> Page text
# Case Study 2
---
<div style="margin: -10px 0 20px 0"><small>Author: Daniel Ko≈Ñczyk (18208152)</small></div>

This case study focuses on implementing a community-finding algorithm and comparing it's quality with one from the networkx package. I've decided to implement a `ratio-cut` algorithm with an option to do recursive cuts, from which the best one would be chosen based on modularity scores.

The study uses the following software:
* Python v3.7
* matplotlib package v3.1
* numpy package v1.16
* networkx package v2.3
* pandas package v0.24
* scipy package 1.3

The notebook has been executed in the following environment:
* Linux and macOS (PC and laptop)
* 16GB RAM
* 4-core CPU

This is the most memory-intensive Case Study and can use a lot of RAM. I tried to choose a network that wouldn't cause usage of more than 8GB, but I did not measure it precisely. I wanted to use sparse matrices as in other places, but unfortunately the eigenvectors functions in scipy, mainly `scipy.sparse.linalg.eigsh` turned out unreliable and I didn't have time to investigate further and went back to numpy, which requires a dense input.

We start the notebook with importing all required packages and modules:

In [1]:
%matplotlib inline
import networkx as nx
import numpy as np
import scipy as sp
import itertools
import datetime
import time
import pandas as pd
from IPython.display import display_html 
from networkx.algorithms.community import greedy_modularity_communities, LFR_benchmark_graph

## Utility functions
---

To measure the quality of communities I use the following modularity function, which is taken straight from lecture notes. This function is also used in the partitioning algorithm to choose the best partition

Input:  
`A` - numpy array representing a given network  
`partitions` - list of partitions of the graph corresponding to A  

Returns:  
*modularity measure* - a single float numer

In [2]:
def modularity(A, partitions):
    n, m = A.shape
    # 2m - 2 *sum of edges
    deg = A.sum()
    
    # matrix with expected fraction of within-community edges 
    # for a random graph same degree distribution 
    B = np.outer(A.sum(axis=1), A.sum(axis=1))/deg
    # matrix with partition masks
    n, m = A.shape
    X = np.zeros((len(partitions),n))
    for i,p in enumerate(partitions):
        X[i,p]=1
     
    return np.trace((X.dot(A-B)).dot(X.T))/deg

To compare communities produced by different algorithms, I've decided to use *Rand Index*, which has a nice vectorized implementation by computing the complement

Input:  
`part1` - partitioning done by the first algorithm  
`part2` - partitioning done by the second algorithm  
`n` - numer of nodes in the related graph  

Returns:  
*Rand Index value* - a single float numer

In [3]:
def rand_index(part1, part2, n):
    # create a matrix that lists all the pairs (twice)

[Excerpts from point annotation data]
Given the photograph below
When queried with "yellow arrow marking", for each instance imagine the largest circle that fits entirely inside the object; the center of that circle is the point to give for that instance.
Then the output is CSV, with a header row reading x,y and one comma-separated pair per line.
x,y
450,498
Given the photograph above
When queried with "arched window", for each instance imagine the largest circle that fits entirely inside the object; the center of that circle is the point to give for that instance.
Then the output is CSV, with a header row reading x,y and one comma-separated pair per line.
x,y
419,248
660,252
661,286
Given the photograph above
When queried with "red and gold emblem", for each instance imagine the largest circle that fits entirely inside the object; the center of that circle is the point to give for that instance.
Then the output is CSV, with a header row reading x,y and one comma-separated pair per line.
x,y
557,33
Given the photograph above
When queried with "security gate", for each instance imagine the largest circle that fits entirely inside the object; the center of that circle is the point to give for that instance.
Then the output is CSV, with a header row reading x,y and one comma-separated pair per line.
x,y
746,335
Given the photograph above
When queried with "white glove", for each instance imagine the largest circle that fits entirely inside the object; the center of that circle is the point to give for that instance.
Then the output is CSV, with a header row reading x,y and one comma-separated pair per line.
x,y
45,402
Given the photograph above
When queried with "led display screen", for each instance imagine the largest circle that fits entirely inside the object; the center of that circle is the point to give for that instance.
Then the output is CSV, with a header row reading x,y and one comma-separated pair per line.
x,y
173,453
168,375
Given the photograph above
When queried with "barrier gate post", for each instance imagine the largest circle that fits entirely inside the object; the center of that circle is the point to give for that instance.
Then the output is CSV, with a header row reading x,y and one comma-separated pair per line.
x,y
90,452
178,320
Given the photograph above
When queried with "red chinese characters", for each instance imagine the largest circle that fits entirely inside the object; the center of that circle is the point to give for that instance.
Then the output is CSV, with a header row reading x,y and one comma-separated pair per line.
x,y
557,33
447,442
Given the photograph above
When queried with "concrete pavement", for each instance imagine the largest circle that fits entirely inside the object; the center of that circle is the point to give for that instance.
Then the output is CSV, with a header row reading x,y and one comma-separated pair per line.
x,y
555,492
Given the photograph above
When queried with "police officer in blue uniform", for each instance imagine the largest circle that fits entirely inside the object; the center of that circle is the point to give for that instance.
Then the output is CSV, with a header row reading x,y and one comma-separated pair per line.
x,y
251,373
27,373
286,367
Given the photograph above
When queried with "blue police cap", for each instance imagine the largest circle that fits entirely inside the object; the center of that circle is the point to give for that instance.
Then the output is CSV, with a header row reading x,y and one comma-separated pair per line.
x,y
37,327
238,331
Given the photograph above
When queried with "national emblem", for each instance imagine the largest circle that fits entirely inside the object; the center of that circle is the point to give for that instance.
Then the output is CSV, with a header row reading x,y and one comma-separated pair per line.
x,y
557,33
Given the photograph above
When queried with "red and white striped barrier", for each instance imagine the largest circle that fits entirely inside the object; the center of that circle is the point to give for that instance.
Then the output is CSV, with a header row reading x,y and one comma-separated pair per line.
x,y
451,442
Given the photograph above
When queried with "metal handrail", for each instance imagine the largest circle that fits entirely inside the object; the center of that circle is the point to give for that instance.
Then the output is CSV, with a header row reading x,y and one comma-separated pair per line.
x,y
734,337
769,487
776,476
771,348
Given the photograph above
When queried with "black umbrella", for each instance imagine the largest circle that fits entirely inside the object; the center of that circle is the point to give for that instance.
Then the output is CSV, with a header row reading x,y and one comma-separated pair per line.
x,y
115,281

> Aim 1
Please explain in one to three sentences why the community-finding case study uses numpy with dense input instead of sparse matrices.
> Aim 2
Resume the community-finding case study from its last line.

> Expected answer 1
Sparse matrices were the first choice, but the eigenvector functions in scipy, mainly `scipy.sparse.linalg.eigsh`, turned out unreliable. There was no time to investigate further, so the study went back to numpy, which requires a dense input.

> Expected answer 2
    # and indicates whether or not the nodes belong to the same partition
    def pairs(part):
        x = np.zeros(n, dtype=int)
        for i,p in enumerate(part):
            x[p] = i+1
        x = abs(np.array([x]).T - x)   
        x[x > 0] = 1
        
        return x
    
    group1 = pairs(part1)
    group2 = pairs(part2)
    
    return 1 - abs(group1-group2).sum()/(n*(n-1))    

*Ratio cut* is based on analyzing the eigevector corresponding to the second smallest eigenvalue, called *Fiedler*. This function computes and returns this vector.

Input:  
`A` - numpy array representing a given network  

Returns:  
*1d eigenvector* - the Fiedler eigenvector

In [4]:
def get_fiedler(A):
    n, m = A.shape
    # create sparse diagonal degree matrix from A
    diags = A.sum(axis=1)
    D = sp.sparse.spdiags(diags.flatten(), [0], m, n)
    # create Laplacian matrix
    L = D-A
    # compute eigenvectors of the Laplacian
    # since Laplacian is symmetric, use eigh for better performance
    # data is returned in sorted order (by eigenvalues), so no need to sort 
    _, eigen_vec = np.linalg.eigh(L)
    
    return eigen_vec[:,1].A1

## Ratio cut
---

The following function encapsulates the core of the algorithm - it performs a bipartitioning of the graph based on the sorted Fielder eigenvector, which is then traversed from the highest to the lowest element and the ratio cut is computed. The whole vector is checked and the best ratio and best cut are returned to the caller.

Input:  
`A` - numpy array representing a given network  

Returns:  
*a tuple* - best ratio cut value and actual two partions the network was divided to

In [5]:
def ratio_cut(A):
    # sort cut vector by
    cut_vec = np.argsort(get_fiedler(A))
    # create a helper matrix to improve performance of edge counts in partitions
    # rows and columns of original matrix are sorted according to cut vector
    # this allows standard, continuous numpy indexing instead of advanvced one, which copies data
    E = A[:,cut_vec][cut_vec]
    # remove self loops
    np.fill_diagonal(E, 0)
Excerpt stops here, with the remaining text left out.